Please collect every line in the material below that contains the word "boot" and copy each of those lines in full.
-- start INFORMATION SHOWN --
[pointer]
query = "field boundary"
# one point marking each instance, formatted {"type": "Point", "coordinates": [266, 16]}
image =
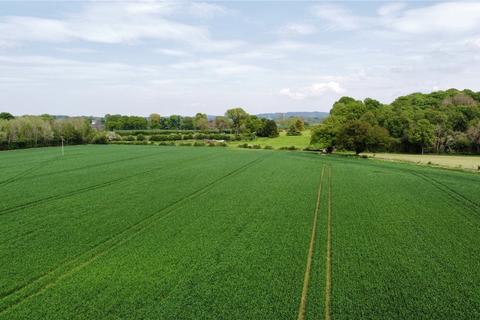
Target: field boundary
{"type": "Point", "coordinates": [328, 273]}
{"type": "Point", "coordinates": [49, 279]}
{"type": "Point", "coordinates": [466, 202]}
{"type": "Point", "coordinates": [306, 279]}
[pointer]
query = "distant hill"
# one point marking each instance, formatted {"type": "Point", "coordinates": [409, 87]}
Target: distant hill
{"type": "Point", "coordinates": [311, 116]}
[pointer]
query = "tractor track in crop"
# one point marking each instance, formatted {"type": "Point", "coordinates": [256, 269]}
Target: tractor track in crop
{"type": "Point", "coordinates": [25, 173]}
{"type": "Point", "coordinates": [306, 278]}
{"type": "Point", "coordinates": [51, 278]}
{"type": "Point", "coordinates": [78, 192]}
{"type": "Point", "coordinates": [328, 272]}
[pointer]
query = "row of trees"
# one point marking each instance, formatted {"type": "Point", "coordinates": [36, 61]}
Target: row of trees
{"type": "Point", "coordinates": [235, 120]}
{"type": "Point", "coordinates": [36, 131]}
{"type": "Point", "coordinates": [442, 122]}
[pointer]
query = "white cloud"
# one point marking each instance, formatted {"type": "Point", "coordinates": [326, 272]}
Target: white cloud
{"type": "Point", "coordinates": [441, 18]}
{"type": "Point", "coordinates": [220, 67]}
{"type": "Point", "coordinates": [118, 22]}
{"type": "Point", "coordinates": [206, 10]}
{"type": "Point", "coordinates": [450, 18]}
{"type": "Point", "coordinates": [172, 52]}
{"type": "Point", "coordinates": [314, 90]}
{"type": "Point", "coordinates": [338, 17]}
{"type": "Point", "coordinates": [298, 29]}
{"type": "Point", "coordinates": [391, 9]}
{"type": "Point", "coordinates": [77, 50]}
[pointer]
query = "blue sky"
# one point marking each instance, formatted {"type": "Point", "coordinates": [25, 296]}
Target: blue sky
{"type": "Point", "coordinates": [183, 57]}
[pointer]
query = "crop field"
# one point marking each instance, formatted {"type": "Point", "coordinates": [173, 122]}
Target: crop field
{"type": "Point", "coordinates": [466, 162]}
{"type": "Point", "coordinates": [147, 232]}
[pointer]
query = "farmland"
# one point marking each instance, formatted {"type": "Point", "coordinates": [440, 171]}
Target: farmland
{"type": "Point", "coordinates": [469, 162]}
{"type": "Point", "coordinates": [147, 232]}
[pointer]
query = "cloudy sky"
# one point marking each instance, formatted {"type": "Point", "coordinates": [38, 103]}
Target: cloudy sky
{"type": "Point", "coordinates": [183, 57]}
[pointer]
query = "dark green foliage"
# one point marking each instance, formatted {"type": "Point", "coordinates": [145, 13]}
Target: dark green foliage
{"type": "Point", "coordinates": [6, 116]}
{"type": "Point", "coordinates": [119, 122]}
{"type": "Point", "coordinates": [268, 128]}
{"type": "Point", "coordinates": [290, 148]}
{"type": "Point", "coordinates": [293, 131]}
{"type": "Point", "coordinates": [441, 121]}
{"type": "Point", "coordinates": [100, 138]}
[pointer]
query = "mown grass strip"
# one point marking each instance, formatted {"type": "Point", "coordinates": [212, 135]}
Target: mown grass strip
{"type": "Point", "coordinates": [328, 273]}
{"type": "Point", "coordinates": [306, 279]}
{"type": "Point", "coordinates": [50, 278]}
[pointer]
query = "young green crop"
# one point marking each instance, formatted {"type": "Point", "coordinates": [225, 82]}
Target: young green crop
{"type": "Point", "coordinates": [187, 233]}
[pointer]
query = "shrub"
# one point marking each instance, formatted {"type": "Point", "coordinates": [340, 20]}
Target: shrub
{"type": "Point", "coordinates": [293, 131]}
{"type": "Point", "coordinates": [100, 138]}
{"type": "Point", "coordinates": [291, 148]}
{"type": "Point", "coordinates": [188, 136]}
{"type": "Point", "coordinates": [312, 148]}
{"type": "Point", "coordinates": [129, 138]}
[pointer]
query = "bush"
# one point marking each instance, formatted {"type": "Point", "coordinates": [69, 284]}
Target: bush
{"type": "Point", "coordinates": [165, 143]}
{"type": "Point", "coordinates": [100, 138]}
{"type": "Point", "coordinates": [188, 136]}
{"type": "Point", "coordinates": [312, 148]}
{"type": "Point", "coordinates": [291, 148]}
{"type": "Point", "coordinates": [129, 138]}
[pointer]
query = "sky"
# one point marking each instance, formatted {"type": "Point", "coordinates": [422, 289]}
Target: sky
{"type": "Point", "coordinates": [184, 57]}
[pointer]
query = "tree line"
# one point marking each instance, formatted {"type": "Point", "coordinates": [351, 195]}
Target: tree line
{"type": "Point", "coordinates": [235, 120]}
{"type": "Point", "coordinates": [45, 130]}
{"type": "Point", "coordinates": [441, 122]}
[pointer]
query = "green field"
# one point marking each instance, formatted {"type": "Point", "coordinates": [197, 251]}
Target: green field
{"type": "Point", "coordinates": [146, 232]}
{"type": "Point", "coordinates": [465, 162]}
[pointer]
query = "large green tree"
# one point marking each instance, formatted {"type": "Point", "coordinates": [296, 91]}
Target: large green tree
{"type": "Point", "coordinates": [238, 117]}
{"type": "Point", "coordinates": [422, 134]}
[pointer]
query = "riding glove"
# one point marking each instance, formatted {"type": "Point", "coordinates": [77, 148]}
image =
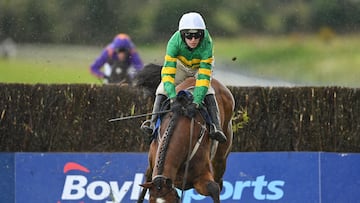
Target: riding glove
{"type": "Point", "coordinates": [191, 110]}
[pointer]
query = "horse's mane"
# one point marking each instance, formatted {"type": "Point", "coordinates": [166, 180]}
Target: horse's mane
{"type": "Point", "coordinates": [148, 78]}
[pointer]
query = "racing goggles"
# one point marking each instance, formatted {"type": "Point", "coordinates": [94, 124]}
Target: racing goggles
{"type": "Point", "coordinates": [190, 35]}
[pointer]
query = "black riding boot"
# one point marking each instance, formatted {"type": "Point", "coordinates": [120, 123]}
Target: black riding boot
{"type": "Point", "coordinates": [215, 129]}
{"type": "Point", "coordinates": [159, 99]}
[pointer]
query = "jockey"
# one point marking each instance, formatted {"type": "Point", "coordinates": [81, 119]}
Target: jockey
{"type": "Point", "coordinates": [117, 58]}
{"type": "Point", "coordinates": [189, 53]}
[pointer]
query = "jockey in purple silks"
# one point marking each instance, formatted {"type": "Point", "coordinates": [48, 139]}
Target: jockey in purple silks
{"type": "Point", "coordinates": [119, 59]}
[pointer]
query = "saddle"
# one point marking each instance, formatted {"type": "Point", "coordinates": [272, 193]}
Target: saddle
{"type": "Point", "coordinates": [184, 97]}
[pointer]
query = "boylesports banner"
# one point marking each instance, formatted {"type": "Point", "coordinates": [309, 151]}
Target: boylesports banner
{"type": "Point", "coordinates": [115, 177]}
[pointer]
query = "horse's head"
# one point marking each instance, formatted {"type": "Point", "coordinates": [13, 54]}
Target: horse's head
{"type": "Point", "coordinates": [161, 190]}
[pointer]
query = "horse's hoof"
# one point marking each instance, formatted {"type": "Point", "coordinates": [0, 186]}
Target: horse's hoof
{"type": "Point", "coordinates": [147, 130]}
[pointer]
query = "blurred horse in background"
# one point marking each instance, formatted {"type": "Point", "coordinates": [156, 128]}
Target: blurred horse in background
{"type": "Point", "coordinates": [183, 155]}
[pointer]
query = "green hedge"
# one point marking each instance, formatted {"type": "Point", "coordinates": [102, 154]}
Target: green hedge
{"type": "Point", "coordinates": [74, 118]}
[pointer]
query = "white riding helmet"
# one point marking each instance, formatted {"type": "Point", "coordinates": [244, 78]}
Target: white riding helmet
{"type": "Point", "coordinates": [191, 21]}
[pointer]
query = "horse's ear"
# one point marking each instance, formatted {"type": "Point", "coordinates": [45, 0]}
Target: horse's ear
{"type": "Point", "coordinates": [146, 185]}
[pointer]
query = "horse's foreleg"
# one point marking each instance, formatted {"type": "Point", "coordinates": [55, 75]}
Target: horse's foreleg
{"type": "Point", "coordinates": [142, 195]}
{"type": "Point", "coordinates": [208, 188]}
{"type": "Point", "coordinates": [148, 176]}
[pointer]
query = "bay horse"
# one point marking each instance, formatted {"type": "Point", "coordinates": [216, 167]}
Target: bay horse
{"type": "Point", "coordinates": [183, 155]}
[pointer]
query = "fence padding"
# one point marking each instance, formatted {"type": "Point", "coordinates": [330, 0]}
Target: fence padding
{"type": "Point", "coordinates": [74, 118]}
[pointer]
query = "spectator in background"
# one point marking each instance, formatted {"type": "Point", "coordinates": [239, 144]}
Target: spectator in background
{"type": "Point", "coordinates": [120, 60]}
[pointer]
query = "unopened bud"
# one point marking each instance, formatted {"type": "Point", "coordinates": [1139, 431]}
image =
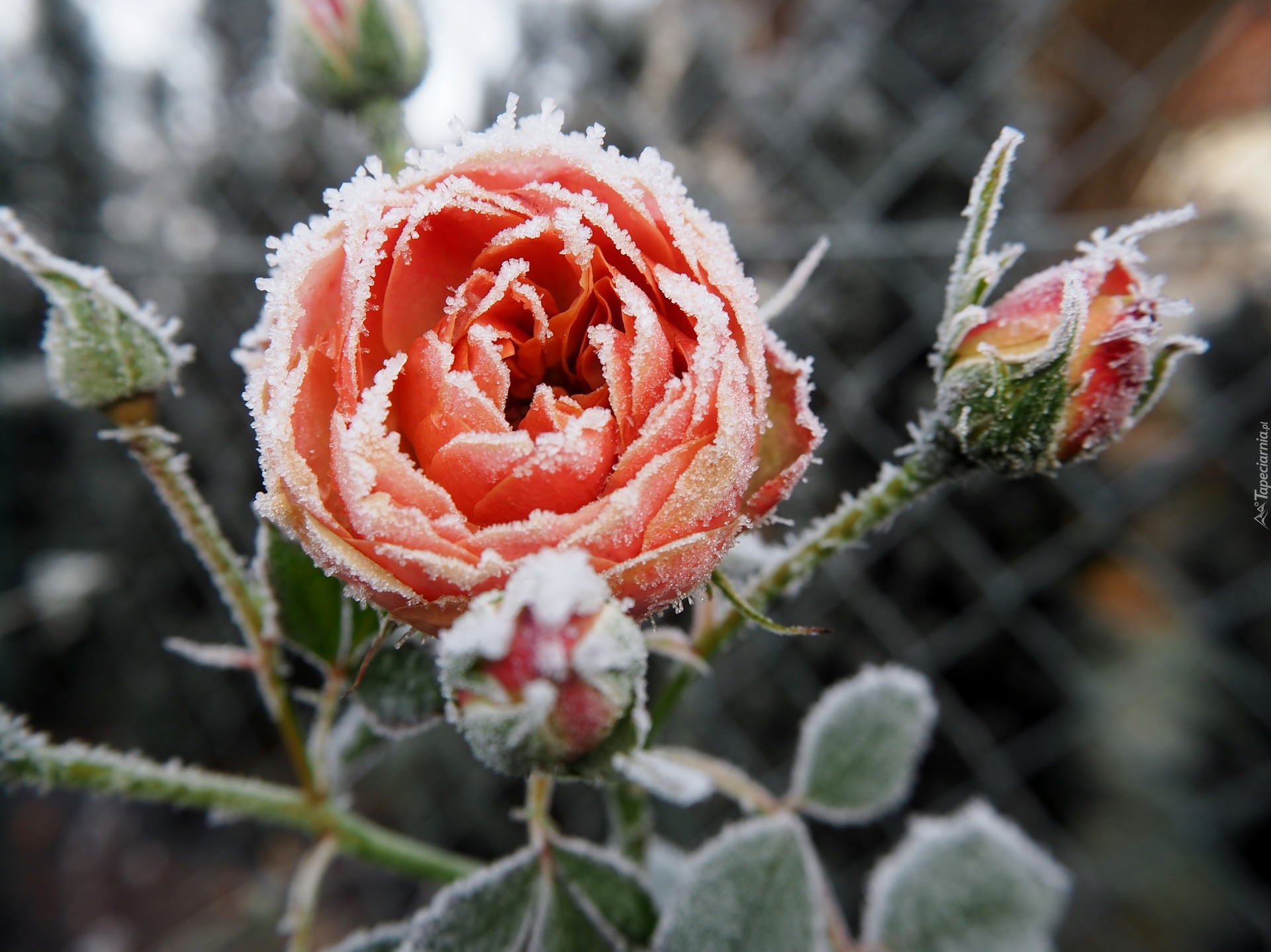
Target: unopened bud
{"type": "Point", "coordinates": [548, 674]}
{"type": "Point", "coordinates": [351, 54]}
{"type": "Point", "coordinates": [101, 346]}
{"type": "Point", "coordinates": [1065, 363]}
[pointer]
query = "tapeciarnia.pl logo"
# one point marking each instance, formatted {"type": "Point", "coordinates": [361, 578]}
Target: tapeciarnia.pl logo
{"type": "Point", "coordinates": [1260, 495]}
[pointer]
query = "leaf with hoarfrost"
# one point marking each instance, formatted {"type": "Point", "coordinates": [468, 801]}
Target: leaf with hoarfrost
{"type": "Point", "coordinates": [859, 745]}
{"type": "Point", "coordinates": [606, 888]}
{"type": "Point", "coordinates": [573, 896]}
{"type": "Point", "coordinates": [313, 612]}
{"type": "Point", "coordinates": [970, 882]}
{"type": "Point", "coordinates": [493, 910]}
{"type": "Point", "coordinates": [755, 888]}
{"type": "Point", "coordinates": [400, 690]}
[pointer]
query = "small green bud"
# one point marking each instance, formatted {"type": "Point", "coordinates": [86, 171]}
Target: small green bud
{"type": "Point", "coordinates": [101, 346]}
{"type": "Point", "coordinates": [352, 54]}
-- end INFORMATION SHOWN --
#### SOLVED PROBLEM:
query = "black riding boot"
Target: black riding boot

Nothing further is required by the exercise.